● SUPPLIED RECORDS:
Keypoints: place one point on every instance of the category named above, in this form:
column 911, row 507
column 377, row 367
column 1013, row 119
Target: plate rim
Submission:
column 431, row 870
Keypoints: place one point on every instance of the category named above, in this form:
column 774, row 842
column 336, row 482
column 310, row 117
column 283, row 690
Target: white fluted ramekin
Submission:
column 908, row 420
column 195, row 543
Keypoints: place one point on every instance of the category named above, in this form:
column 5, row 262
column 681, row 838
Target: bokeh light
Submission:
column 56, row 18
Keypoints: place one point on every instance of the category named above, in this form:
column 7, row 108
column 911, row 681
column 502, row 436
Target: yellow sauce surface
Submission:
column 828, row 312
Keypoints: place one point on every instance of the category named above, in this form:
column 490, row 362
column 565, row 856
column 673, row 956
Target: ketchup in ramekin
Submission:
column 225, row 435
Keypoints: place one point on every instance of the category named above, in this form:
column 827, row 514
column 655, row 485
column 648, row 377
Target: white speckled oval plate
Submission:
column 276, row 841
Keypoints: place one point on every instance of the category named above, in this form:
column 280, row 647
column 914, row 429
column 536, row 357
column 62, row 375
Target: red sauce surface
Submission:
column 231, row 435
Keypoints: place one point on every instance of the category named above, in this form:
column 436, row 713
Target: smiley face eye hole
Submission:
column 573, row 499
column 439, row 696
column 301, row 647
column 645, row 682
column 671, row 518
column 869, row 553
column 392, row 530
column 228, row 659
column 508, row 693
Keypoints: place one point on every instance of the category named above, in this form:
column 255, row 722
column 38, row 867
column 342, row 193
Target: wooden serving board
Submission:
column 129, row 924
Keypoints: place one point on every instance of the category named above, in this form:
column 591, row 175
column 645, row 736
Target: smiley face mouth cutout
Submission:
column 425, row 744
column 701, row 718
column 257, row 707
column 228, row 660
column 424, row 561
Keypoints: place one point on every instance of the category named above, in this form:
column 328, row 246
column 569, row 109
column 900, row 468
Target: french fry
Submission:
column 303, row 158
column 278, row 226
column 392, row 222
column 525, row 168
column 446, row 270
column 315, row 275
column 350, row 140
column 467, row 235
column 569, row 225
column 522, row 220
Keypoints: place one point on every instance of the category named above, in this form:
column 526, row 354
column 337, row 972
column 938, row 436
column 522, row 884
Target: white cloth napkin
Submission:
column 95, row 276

● WHAT THE TASK ASKS:
Copy out every one of the records above word for word, keeping each line as it stands.

● ANSWER TO THIS TASK:
Keypoints: place one point on every instance of the category named above, in this form:
column 911, row 507
column 377, row 367
column 1013, row 119
Target: plate rim
Submission:
column 431, row 870
Keypoints: place one point on every instance of the category named above, in this form:
column 774, row 842
column 336, row 482
column 310, row 117
column 283, row 690
Target: white fluted ramekin
Submission:
column 908, row 420
column 195, row 543
Keypoints: place one point on every instance of the category named above, in this form:
column 5, row 262
column 681, row 838
Target: bokeh light
Submission:
column 56, row 18
Keypoints: place one point on every instance of the category named above, in this form:
column 7, row 108
column 911, row 681
column 502, row 436
Target: yellow sauce surface
Submission:
column 828, row 312
Keypoints: place one point on every instance of the category named above, in this form:
column 490, row 362
column 565, row 856
column 673, row 956
Target: ketchup in ramekin
Submission:
column 225, row 435
Keypoints: place one point on every instance of the category named above, in this form:
column 827, row 514
column 655, row 485
column 648, row 377
Target: white speckled oval plate
Submission:
column 276, row 841
Keypoints: place one point on every instance of the category named above, in this form:
column 280, row 647
column 914, row 429
column 536, row 357
column 62, row 375
Target: red sauce surface
Submission:
column 231, row 435
Keypoints: place one point on every instance of the category named above, in this form:
column 436, row 713
Target: smiley face eye hole
Submission:
column 573, row 499
column 439, row 696
column 301, row 647
column 645, row 682
column 671, row 518
column 869, row 553
column 392, row 530
column 228, row 659
column 508, row 693
Keypoints: place one point on every instance of the category named above, in this form:
column 255, row 722
column 38, row 867
column 342, row 193
Target: wooden serving board
Submission:
column 129, row 924
Keypoints: place one point on every instance of the category named above, in this form:
column 591, row 175
column 645, row 736
Target: smiley face mouth cutout
Submission:
column 425, row 744
column 701, row 718
column 257, row 707
column 228, row 660
column 424, row 561
Keypoints: place one point on every instance of the category named above, in this form:
column 328, row 246
column 569, row 109
column 900, row 468
Target: french fry
Submission:
column 303, row 158
column 278, row 226
column 392, row 222
column 525, row 168
column 446, row 270
column 315, row 275
column 350, row 140
column 467, row 235
column 569, row 225
column 522, row 220
Keypoints: place one point on every instance of the category named above, in this form:
column 526, row 354
column 337, row 972
column 938, row 436
column 522, row 884
Target: white cloth napkin
Submission:
column 95, row 276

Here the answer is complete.